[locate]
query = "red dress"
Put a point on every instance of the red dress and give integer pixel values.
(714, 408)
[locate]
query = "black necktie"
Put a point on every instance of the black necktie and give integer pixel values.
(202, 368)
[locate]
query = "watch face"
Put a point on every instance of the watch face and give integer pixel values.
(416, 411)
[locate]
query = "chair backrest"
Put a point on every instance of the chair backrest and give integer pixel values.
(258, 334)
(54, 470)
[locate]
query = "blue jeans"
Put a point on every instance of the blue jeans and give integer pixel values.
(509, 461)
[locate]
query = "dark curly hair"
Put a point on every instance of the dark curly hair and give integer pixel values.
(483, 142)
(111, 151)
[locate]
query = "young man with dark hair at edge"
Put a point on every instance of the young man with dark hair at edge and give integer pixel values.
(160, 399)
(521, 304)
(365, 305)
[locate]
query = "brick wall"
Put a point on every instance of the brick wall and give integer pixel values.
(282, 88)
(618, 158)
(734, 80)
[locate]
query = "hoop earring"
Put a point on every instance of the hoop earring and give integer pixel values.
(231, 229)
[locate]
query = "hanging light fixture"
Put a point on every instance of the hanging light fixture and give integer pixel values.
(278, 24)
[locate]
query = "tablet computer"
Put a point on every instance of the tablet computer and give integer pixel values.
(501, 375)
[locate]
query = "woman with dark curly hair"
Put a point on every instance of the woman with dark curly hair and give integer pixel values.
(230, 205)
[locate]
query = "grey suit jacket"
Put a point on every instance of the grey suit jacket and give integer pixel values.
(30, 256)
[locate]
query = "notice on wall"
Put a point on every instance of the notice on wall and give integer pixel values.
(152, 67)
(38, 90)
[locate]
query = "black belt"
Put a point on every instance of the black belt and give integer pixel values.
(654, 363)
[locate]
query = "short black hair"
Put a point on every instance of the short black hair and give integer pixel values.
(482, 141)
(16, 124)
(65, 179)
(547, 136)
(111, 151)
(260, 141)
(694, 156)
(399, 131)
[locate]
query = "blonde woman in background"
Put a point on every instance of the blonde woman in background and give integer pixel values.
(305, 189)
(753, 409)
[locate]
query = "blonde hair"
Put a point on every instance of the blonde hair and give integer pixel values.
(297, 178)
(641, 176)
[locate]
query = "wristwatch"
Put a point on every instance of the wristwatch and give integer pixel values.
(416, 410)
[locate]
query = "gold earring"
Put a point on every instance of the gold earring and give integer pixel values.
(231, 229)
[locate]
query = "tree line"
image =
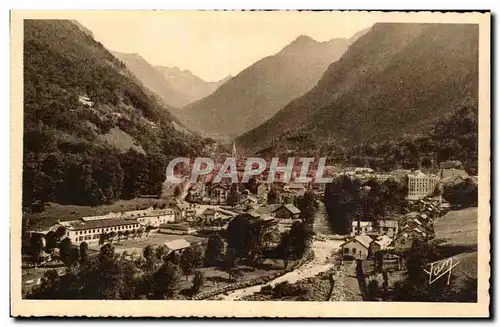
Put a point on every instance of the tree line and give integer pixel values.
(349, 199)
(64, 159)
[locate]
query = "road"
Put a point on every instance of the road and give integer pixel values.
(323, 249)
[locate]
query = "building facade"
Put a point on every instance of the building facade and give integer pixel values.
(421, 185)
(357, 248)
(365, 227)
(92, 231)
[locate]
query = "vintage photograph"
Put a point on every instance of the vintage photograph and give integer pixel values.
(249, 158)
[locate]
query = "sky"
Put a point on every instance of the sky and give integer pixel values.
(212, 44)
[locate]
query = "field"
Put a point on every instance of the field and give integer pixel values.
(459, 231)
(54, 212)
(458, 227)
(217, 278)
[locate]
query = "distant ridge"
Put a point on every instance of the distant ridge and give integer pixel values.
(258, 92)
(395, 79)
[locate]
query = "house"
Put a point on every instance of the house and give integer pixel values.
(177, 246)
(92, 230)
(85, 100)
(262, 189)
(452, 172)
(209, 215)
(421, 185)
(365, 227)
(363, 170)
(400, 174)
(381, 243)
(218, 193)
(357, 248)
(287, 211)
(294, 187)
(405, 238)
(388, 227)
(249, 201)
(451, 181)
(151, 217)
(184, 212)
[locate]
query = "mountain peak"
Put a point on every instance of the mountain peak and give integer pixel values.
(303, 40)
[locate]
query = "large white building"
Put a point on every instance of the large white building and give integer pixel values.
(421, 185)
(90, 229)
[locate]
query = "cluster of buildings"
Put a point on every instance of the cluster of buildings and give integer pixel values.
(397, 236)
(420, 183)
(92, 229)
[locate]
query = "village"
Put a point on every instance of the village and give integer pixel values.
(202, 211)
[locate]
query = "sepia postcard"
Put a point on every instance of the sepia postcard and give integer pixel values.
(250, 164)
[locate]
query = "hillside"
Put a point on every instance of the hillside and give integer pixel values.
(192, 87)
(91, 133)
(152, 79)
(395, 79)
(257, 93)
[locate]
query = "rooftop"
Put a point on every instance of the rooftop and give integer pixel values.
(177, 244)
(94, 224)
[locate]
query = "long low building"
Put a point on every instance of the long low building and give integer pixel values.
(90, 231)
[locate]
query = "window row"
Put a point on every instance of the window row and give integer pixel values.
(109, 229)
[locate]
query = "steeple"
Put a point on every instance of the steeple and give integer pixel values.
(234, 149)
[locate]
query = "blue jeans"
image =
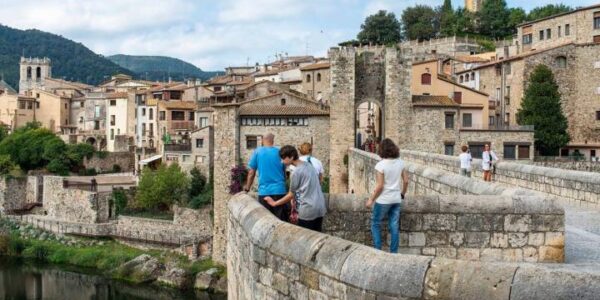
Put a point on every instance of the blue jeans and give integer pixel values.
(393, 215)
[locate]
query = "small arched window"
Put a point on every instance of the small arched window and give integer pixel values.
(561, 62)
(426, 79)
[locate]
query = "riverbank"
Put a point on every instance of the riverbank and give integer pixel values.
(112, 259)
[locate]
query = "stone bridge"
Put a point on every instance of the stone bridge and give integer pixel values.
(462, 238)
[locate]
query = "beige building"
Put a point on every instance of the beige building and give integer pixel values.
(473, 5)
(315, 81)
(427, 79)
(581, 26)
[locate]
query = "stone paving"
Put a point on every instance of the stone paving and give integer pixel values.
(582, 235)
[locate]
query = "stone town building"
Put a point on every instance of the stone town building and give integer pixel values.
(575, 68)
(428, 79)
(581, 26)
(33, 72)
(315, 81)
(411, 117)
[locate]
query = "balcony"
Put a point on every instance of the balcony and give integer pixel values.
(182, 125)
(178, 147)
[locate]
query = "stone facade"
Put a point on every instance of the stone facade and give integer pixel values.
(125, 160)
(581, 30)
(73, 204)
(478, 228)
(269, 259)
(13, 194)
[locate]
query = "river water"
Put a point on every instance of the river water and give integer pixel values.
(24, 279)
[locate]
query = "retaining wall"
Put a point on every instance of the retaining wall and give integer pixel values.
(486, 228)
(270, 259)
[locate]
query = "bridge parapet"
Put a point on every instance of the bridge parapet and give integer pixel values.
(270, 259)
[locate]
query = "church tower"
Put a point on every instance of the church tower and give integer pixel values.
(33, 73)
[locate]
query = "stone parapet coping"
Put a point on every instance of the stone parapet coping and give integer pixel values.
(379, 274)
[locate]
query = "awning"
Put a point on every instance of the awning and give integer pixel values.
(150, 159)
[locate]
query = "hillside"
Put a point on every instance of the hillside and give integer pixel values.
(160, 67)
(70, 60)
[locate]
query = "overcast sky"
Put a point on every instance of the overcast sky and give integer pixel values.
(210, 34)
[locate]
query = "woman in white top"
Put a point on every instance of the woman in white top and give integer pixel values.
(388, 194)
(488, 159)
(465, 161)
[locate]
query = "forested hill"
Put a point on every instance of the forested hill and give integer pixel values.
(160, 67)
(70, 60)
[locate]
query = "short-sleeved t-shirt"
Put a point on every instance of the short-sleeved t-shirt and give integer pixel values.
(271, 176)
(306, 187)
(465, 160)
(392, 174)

=-=-=

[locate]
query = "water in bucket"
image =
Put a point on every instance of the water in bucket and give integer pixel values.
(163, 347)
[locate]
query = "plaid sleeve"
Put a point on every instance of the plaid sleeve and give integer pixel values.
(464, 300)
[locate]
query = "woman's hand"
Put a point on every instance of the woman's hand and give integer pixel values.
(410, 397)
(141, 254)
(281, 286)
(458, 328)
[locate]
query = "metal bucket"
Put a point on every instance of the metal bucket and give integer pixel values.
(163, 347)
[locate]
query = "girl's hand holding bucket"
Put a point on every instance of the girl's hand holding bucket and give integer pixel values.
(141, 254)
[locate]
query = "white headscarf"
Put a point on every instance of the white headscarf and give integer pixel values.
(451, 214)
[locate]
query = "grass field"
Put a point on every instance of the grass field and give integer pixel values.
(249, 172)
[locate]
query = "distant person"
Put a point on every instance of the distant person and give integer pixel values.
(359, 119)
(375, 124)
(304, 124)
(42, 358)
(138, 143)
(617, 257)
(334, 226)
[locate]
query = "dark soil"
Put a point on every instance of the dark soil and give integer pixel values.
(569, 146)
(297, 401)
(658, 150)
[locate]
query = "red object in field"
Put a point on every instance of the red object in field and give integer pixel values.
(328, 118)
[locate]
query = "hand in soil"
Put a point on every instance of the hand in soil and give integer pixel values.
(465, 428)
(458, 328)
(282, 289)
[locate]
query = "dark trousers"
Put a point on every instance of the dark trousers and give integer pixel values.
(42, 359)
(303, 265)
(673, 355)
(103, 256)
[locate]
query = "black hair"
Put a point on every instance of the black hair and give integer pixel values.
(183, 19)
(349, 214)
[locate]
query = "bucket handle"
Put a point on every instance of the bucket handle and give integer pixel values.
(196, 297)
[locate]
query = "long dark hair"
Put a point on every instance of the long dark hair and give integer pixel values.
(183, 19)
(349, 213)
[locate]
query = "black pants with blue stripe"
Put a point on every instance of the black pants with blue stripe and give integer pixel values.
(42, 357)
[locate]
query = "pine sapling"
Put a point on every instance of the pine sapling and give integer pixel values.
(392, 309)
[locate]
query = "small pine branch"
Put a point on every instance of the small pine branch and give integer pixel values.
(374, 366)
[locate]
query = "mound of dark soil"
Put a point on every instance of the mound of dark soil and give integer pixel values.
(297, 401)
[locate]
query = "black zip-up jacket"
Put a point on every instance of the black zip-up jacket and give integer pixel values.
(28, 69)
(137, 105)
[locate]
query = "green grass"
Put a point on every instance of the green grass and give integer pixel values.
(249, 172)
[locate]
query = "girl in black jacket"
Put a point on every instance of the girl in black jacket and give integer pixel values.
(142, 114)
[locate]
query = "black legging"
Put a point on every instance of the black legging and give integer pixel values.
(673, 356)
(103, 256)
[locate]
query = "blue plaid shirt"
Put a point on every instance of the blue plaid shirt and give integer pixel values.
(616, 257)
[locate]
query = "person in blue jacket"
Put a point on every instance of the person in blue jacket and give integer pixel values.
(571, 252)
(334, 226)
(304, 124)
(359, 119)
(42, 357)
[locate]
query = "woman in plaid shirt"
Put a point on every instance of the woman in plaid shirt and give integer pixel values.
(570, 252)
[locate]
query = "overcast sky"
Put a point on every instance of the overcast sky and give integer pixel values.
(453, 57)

=-=-=

- Task goal
Count the lines above that contain the word "paving" and give only that number.

- Response
2